### INSTRUCTIONS
(A) Reproduce the excerpt on the memoryless property word for word, starting with "Using Baye’s rule, the" and going on through "Z > \lambda/2) \approx 0.133\).".
(B) In the excerpt on the memoryless property, do these statements agree with it? (i) The second method in the code uses subsets to check the value of P. (ii) P(Z > λ/2) is found with a different method from the one used for P(Z > λ). (iii) The excerpt concludes that the memoryless trait was confirmed for this conditional probability. Answer yes or no for each, and quote the words that decide it.
(C) List every variable name that the code in the excerpt on the memoryless property assigns with the "<-" operator.

### SOURCE EXCERPT

———

Using Baye’s rule, the conditional probability \(P(A | B)\) is defined as:
\[ P(A|B) = \frac{P(B|A) \cdot P(A)}{P(B)} \]
In this case, \(P(B|A) = P(Z > \lambda/2 \ |\ Z > \lambda) = 1\), since if \(Z\) is greater than \(\lambda\) it must also be greater than \(\lambda / 2\). Thus, we can easily compute \(P(A | B)\) by dividing \(P(A)\) by \(P(B)\). This is done in the cell below:
P_A <- length(which(Z > l)) / samples
P_B <- length(which(Z > l/2)) / samples
P <- P_A / P_B
# alternative method using subsets to check above value of P
check <- length(which(Z[Z>l/2] > l)) / length(Z[Z>l/2])
if(P == check){
print(P)
}
## [1] 0.1341552
Thus, \(P(Z > \lambda \ | \ Z > \lambda/2) \approx 0.133\).
Given a continuous random variable \(X\), its associated probability distribution is considered “memoryless” if \(P(X > r + s\ |\ X > r) = P(X >s).\) For this example, we can confirm that the exponential distribution adheres to the this memoryless property if \(P(Z > \frac{\lambda}{2} + \frac{\lambda}{2}\ |\ Z > \frac{\lambda}{2}) = P(Z > \frac{\lambda}{2})\). In other words, we must prove that:
\[ \begin{equation} \frac{P(Z > \lambda)}{P(Z > \lambda/2)} = P(Z > \lambda/2) \end{equation} \]
To determine \(P(Z > \lambda)\) we can solve the following integral:
\[ \begin{align} P(Z > \lambda) &= 1 - \int_0^{\lambda} \lambda e^{-\lambda x} \ dx \\ &= 1 - (-e^{-\lambda x}|_0^\lambda) \\ &= 1 - (-e^{-\lambda^2}-1) \\ &= e^{-\lambda^2} \end{align} \]
We can invoke the same methodology to determine \(P(Z > \lambda/2)\):
\[ \begin{align} P(Z > \lambda/2) &= 1 - \int_0^{\lambda / 2} \lambda e^{-\lambda x} \ dx \\ &= 1 - (-e^{-\lambda x}|_0^{\lambda/2}) \\ &= 1 - (-e^{\frac{-\lambda^2}{2}}-1) \\ &= e^{\frac{-\lambda^2}{2}} \end{align} \]
Dividing \(\frac{P(Z > \lambda)}{P(Z > \lambda/2)}\) gives:
\[ \begin{align} \frac{P(Z > \lambda)}{P(Z > \lambda/2)} = \frac{e^{-\lambda^2}} {e^\frac{-\lambda^2}{2}}=e^{-\lambda^2+\frac{\lambda^2}{2}} = e^{\frac{-\lambda^2}{2}} = P(Z > \lambda/2) \end{align} \]
Thus, we have confirmed the exponential distribution’s memoryless trait for this conditional probability.
For PDF \(Z\) (the exponential), calculate empirically the probability \(P(Z > 2\lambda \ | \ Z > \lambda)\). Then evaluate through calculus whether the memoryless property holds.

———

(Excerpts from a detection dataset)
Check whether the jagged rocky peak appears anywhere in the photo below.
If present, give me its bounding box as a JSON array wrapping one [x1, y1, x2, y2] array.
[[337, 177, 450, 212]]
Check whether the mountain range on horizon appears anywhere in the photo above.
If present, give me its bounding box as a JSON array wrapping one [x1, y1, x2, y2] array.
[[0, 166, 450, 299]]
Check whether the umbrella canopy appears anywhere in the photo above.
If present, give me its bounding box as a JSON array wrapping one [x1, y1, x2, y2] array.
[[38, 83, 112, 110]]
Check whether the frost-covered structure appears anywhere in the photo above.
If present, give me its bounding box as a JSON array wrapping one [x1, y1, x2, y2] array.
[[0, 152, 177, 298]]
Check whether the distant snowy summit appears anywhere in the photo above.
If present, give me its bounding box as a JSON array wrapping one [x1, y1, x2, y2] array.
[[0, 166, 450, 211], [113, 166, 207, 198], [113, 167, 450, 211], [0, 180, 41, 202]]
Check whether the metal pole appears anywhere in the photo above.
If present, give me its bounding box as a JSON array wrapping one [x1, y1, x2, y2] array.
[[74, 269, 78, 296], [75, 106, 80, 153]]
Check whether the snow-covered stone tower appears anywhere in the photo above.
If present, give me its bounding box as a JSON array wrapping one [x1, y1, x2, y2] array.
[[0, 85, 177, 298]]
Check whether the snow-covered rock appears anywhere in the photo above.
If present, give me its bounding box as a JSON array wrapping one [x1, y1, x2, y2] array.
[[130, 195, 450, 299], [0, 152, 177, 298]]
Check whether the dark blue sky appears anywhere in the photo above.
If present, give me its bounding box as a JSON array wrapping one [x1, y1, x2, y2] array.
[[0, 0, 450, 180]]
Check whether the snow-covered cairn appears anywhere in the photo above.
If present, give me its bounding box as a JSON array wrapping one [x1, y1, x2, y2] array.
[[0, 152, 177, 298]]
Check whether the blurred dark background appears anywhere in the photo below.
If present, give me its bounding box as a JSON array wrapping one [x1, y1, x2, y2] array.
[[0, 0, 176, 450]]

———

### EXPECTED OUTPUTS
(A)
Using Baye’s rule, the conditional probability \(P(A | B)\) is defined as:
\[ P(A|B) = \frac{P(B|A) \cdot P(A)}{P(B)} \]
In this case, \(P(B|A) = P(Z > \lambda/2 \ |\ Z > \lambda) = 1\), since if \(Z\) is greater than \(\lambda\) it must also be greater than \(\lambda / 2\). Thus, we can easily compute \(P(A | B)\) by dividing \(P(A)\) by \(P(B)\). This is done in the cell below:
P_A <- length(which(Z > l)) / samples
P_B <- length(which(Z > l/2)) / samples
P <- P_A / P_B
# alternative method using subsets to check above value of P
check <- length(which(Z[Z>l/2] > l)) / length(Z[Z>l/2])
if(P == check){
print(P)
}
## [1] 0.1341552
Thus, \(P(Z > \lambda \ | \ Z > \lambda/2) \approx 0.133\).

(B)
(i) Yes: "# alternative method using subsets to check above value of P"
(ii) No: "We can invoke the same methodology to determine"
(iii) Yes: "Thus, we have confirmed the exponential distribution’s memoryless trait for this conditional probability."

(C) P_A, P_B, P, check